TRAVAIL À FAIRE:
[a] Dites si chacune des affirmations suivantes concorde avec le texte fourni, puis justifiez chaque oui ou non par les mots décisifs du texte, cités à l'identique.
(i) Le ministre espagnol de l'Intérieur a donné un chiffre définitif du nombre de mineurs parmi les personnes entrées à Ceuta.
(ii) Melilla se situe à environ 400 kilomètres à l'est de Ceuta.
(iii) Pedro Sanchez devait participer à Paris à un sommet sur le financement des économies africaines.
[b] Reproduisez sans rien modifier tout le texte fourni depuis « Ceuta et Melilla » jusqu'à « gouvernement dans un communiqué. » inclus.

TEXTE FOURNI:
____________

Les autorités espagnoles ont annoncé avoir expulsé 1.500 des quelques 6.000 migrants entrés la veille dans l'enclave espagnole de Ceuta, ce mardi 18 mai, alors que 86 migrants ont pénétré dans l'enclave voisine de Melilla. Depuis le début de l'année, c'est un afflux record de migrants qui entrent dans les enclaves de Melilla et Ceuta, sous fond de tension entre le Maroc et l'Espagne.

"Quelque 6.000 personnes" sont entrées lundi à Ceuta, sur la côte nord du Maroc, et "à cette heure, nous avons renvoyé 1.500 de ces personnes et nous sommes en train de continuer ces renvois", a affirmé le ministre espagnol de l'Intérieur, Fernando Grande-Marlaska, à la télévision publique espagnole. Il a indiqué que sur ce total de 6.000 personnes, il pourrait y avoir 1.500 mineurs, tout en précisant qu'il était "trop tôt" pour fournir un chiffre définitif. Le ministre a défendu ces renvois, affirmant qu'ils étaient "conformes à la loi et aux traités internationaux et aux accords avec le Maroc".

A quelque 400 kilomètres à l'est de Ceuta, à Melilla, l'autre enclave espagnole sur la côte marocaine, 86 migrants sont parvenus à entrer mardi matin en territoire espagnol depuis le Maroc voisin. Au total, "plus de 300" personnes originaires "d'Afrique subsaharienne" ont tenté de franchir la barrière séparant Melilla du Maroc mardi vers 04h45 (02h45GMT), a indiqué la préfecture de Melilla dans un communiqué.

Plus de 200 personnes ont été repoussées, mais "85 hommes et une femme ont réussi à entrer", selon le communiqué. La femme en question a nécessité l'assistance de la Croix-rouge, a précisé la préfecture. Les migrants qui ont réussi à entrer ont été conduits au Centre de séjour temporaire (CETI) de l'enclave.

Ceuta et Melilla constituent les seules frontières terrestres de l'Union européenne avec l'Afrique et sont régulièrement le théâtre de tentatives de passages en force de migrants.

Le Premier ministre espagnol annule sa venue à Paris

Le Premier ministre espagnol Pedro Sanchez a, quant à lui, décidé d'annuler ce 18 mai, un voyage prévu à Paris en raison de la crise provoquée par l'afflux de milliers de migrants dans l'enclave espagnole de Ceuta, a annoncé son gouvernement dans un communiqué.

En raison des "derniers évènements" à Ceuta, M. Sanchez a annulé sa participation à un sommet sur le financement des économies africaines dans la capitale française et s'exprimera à l'issue du conseil des ministres à la mi-journée, a précisé le gouvernement.

____________

ENTRÉES FOURNIES:
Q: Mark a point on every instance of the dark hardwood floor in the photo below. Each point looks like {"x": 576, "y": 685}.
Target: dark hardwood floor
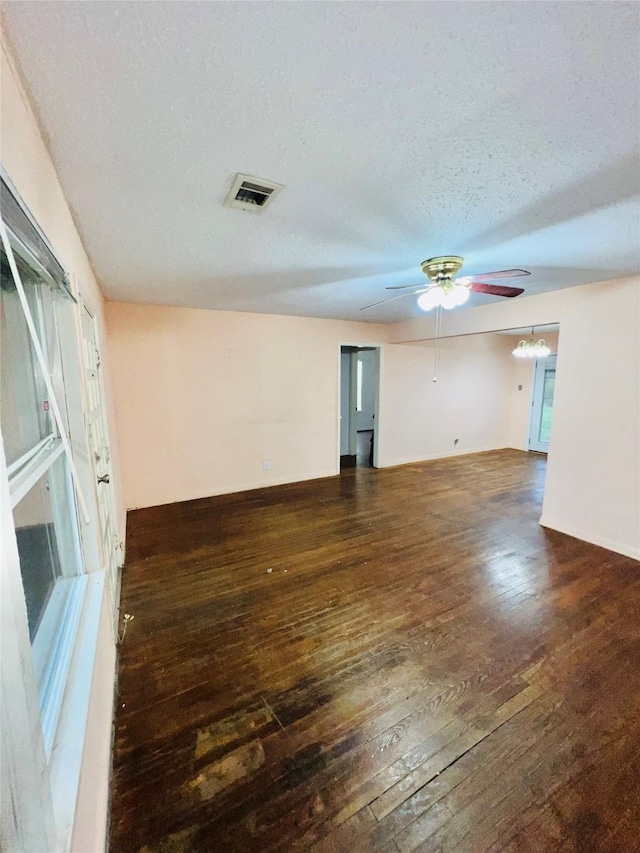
{"x": 423, "y": 668}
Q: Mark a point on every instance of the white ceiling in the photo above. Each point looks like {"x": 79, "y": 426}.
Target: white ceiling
{"x": 504, "y": 132}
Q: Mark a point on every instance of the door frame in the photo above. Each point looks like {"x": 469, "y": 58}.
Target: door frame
{"x": 537, "y": 391}
{"x": 379, "y": 348}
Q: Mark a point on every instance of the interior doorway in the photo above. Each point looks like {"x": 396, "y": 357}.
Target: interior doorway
{"x": 542, "y": 403}
{"x": 359, "y": 392}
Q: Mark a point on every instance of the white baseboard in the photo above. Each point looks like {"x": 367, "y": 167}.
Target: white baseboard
{"x": 446, "y": 455}
{"x": 593, "y": 539}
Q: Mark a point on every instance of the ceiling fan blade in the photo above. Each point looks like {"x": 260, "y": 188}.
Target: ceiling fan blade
{"x": 393, "y": 298}
{"x": 490, "y": 276}
{"x": 496, "y": 289}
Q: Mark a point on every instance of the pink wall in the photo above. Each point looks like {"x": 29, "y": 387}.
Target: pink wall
{"x": 203, "y": 398}
{"x": 593, "y": 472}
{"x": 29, "y": 166}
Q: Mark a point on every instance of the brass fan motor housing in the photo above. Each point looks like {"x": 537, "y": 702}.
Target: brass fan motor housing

____________

CORRIGÉ:
[a]
(i) Non : « qu'il était "trop tôt" pour fournir un chiffre définitif »
(ii) Oui : « A quelque 400 kilomètres à l'est de Ceuta, à Melilla »
(iii) Oui : « a annulé sa participation à un sommet sur le financement des économies africaines dans la capitale française »

[b]
Ceuta et Melilla constituent les seules frontières terrestres de l'Union européenne avec l'Afrique et sont régulièrement le théâtre de tentatives de passages en force de migrants.

Le Premier ministre espagnol annule sa venue à Paris

Le Premier ministre espagnol Pedro Sanchez a, quant à lui, décidé d'annuler ce 18 mai, un voyage prévu à Paris en raison de la crise provoquée par l'afflux de milliers de migrants dans l'enclave espagnole de Ceuta, a annoncé son gouvernement dans un communiqué.